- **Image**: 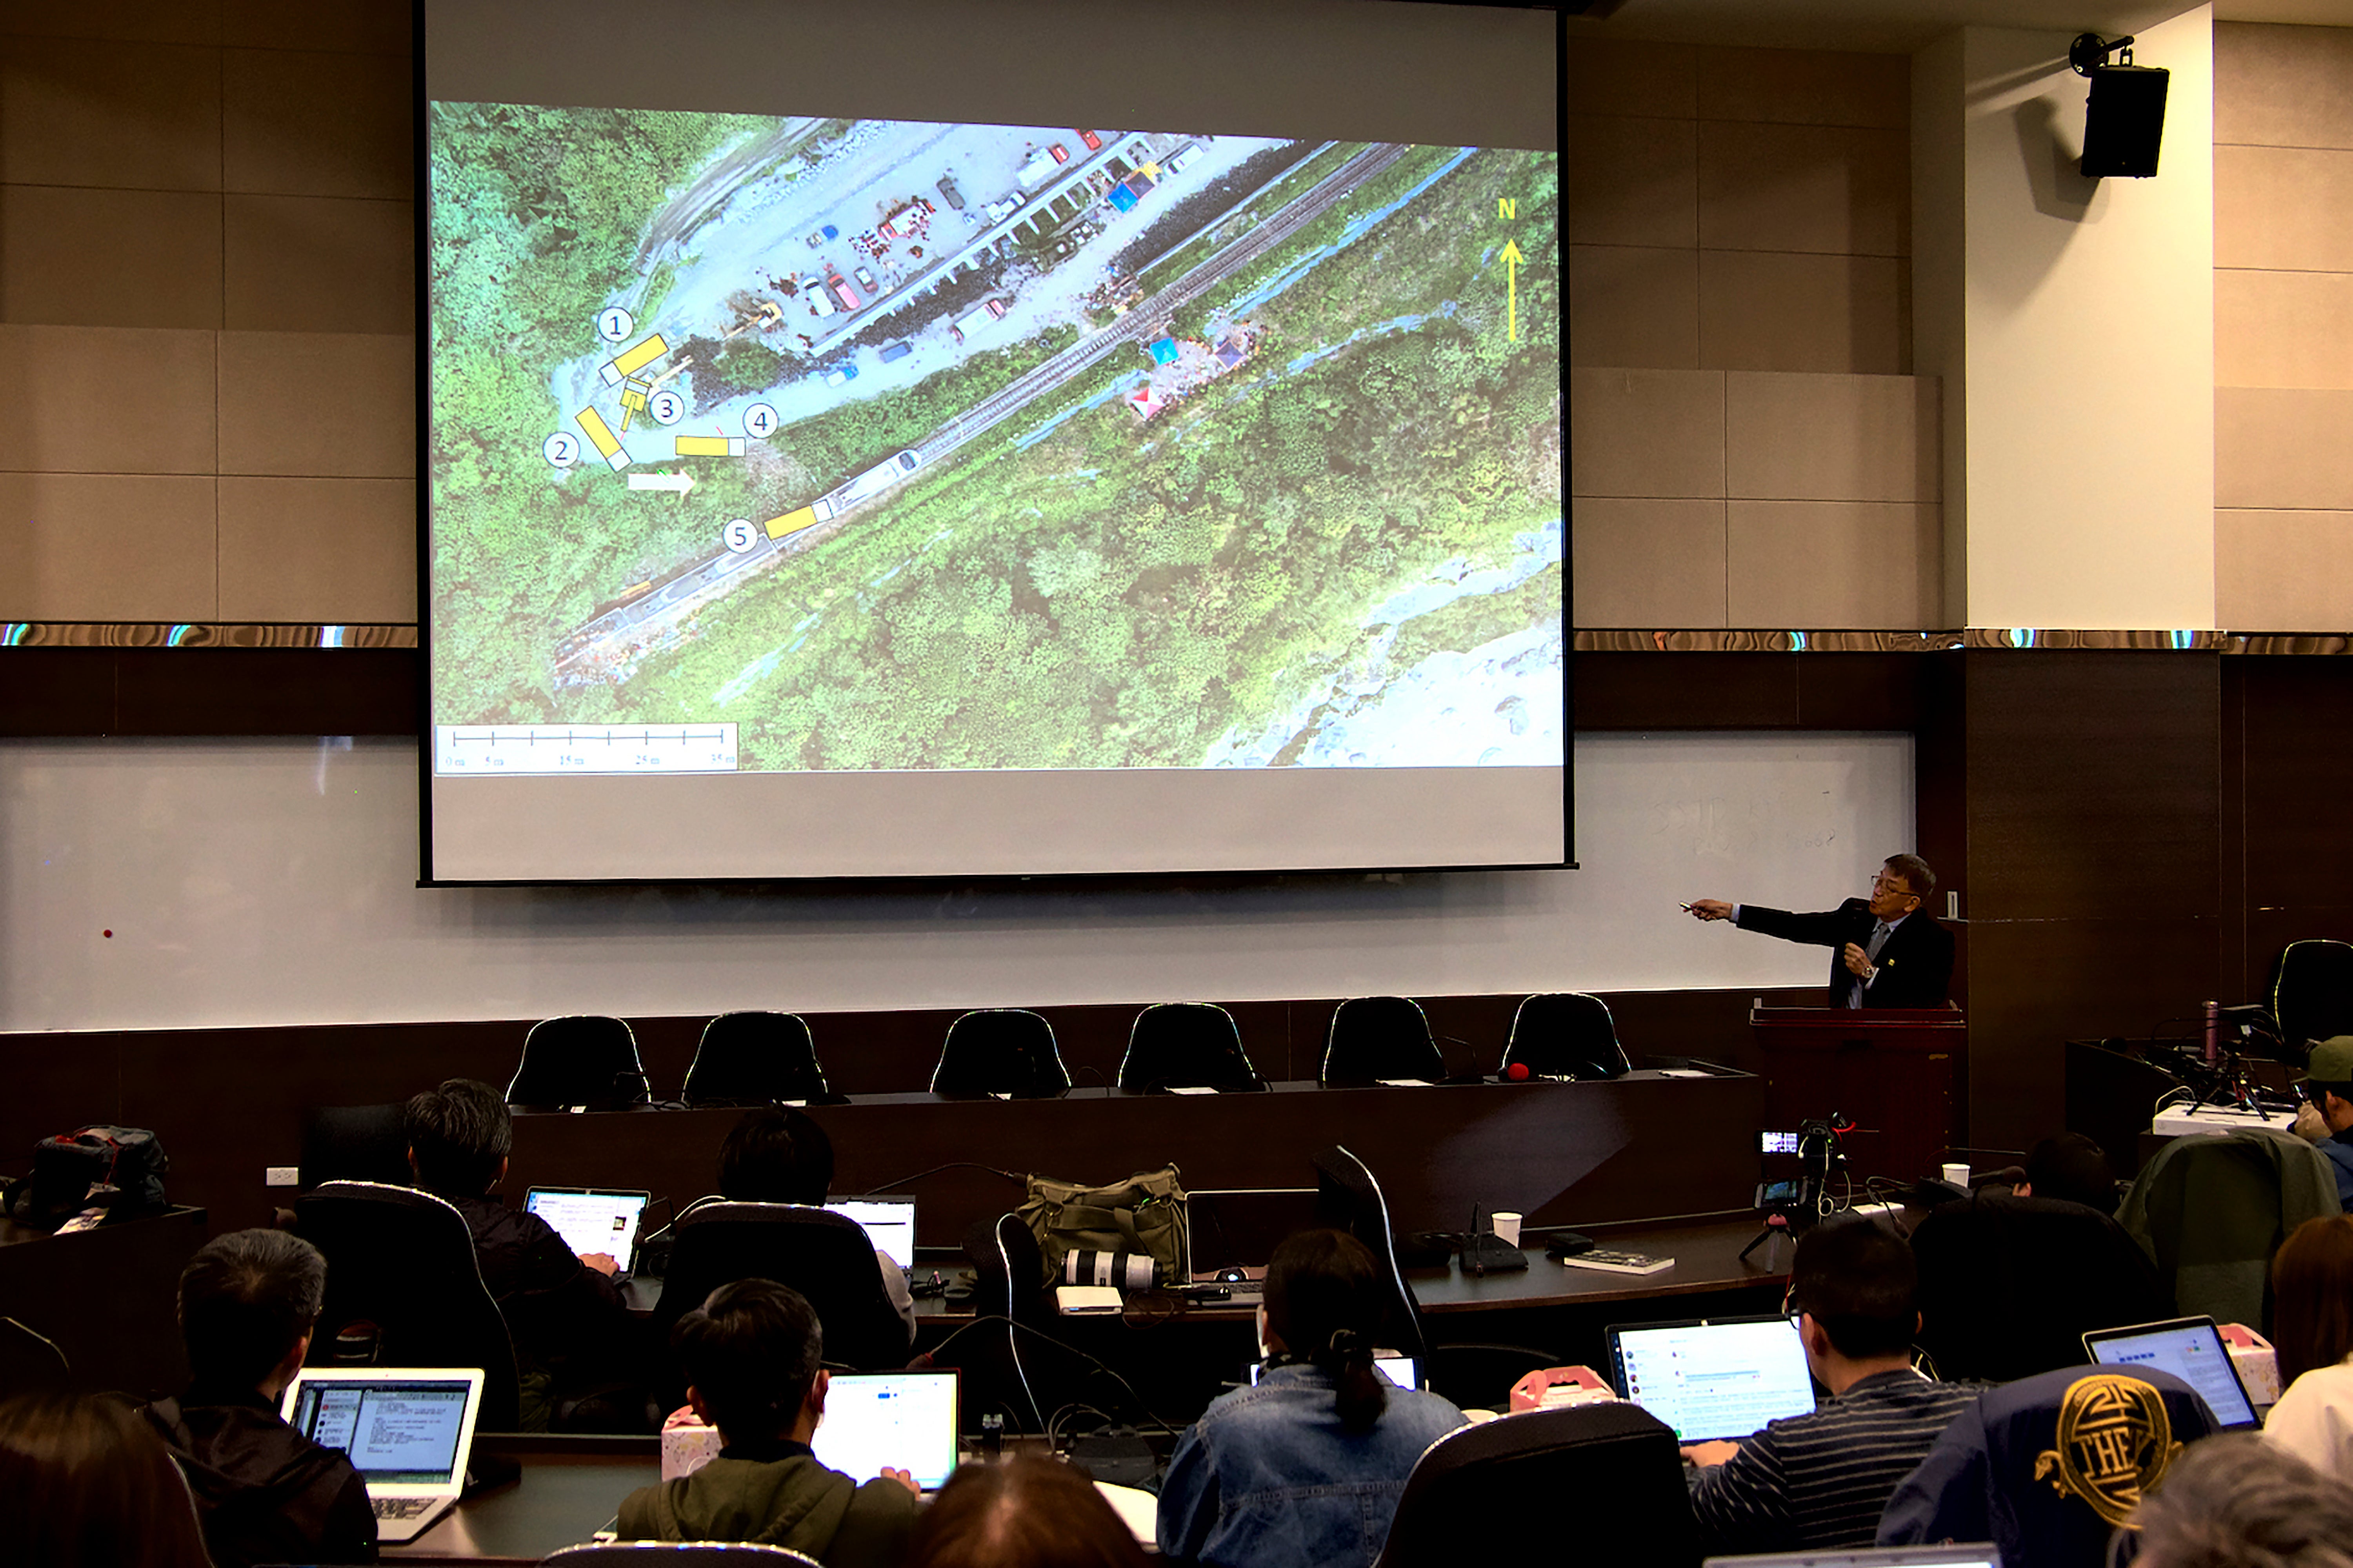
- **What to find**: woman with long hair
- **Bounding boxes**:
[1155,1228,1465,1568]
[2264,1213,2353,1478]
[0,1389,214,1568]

=====

▶ **How to complete this task**
Pictures in the records are to be left out; repeat everything else exactly.

▶ **Response box**
- **Image**: 
- **What to find**: woman with long hair
- **Bounding boxes**:
[1155,1228,1465,1568]
[2264,1213,2353,1478]
[0,1389,214,1568]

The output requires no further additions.